◆ TASK DETAILS: Exact copies of all the entries are needed.

◆ SUPPLIED INFORMATION:

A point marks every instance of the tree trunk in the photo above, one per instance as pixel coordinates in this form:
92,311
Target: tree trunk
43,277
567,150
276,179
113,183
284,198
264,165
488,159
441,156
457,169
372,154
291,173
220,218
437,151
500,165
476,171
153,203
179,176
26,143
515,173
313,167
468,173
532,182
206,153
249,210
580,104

◆ SOLUTION TO THE EXERCISE:
A point marks every instance of the tree trunk in the photo above, one per instance as pixel coordinates in this form:
92,311
Target: tree trunk
43,277
567,150
276,179
113,183
284,198
264,165
488,159
441,156
457,169
372,154
291,173
220,218
437,151
500,165
476,171
153,203
179,176
26,143
515,173
313,167
468,173
532,182
206,153
249,210
580,104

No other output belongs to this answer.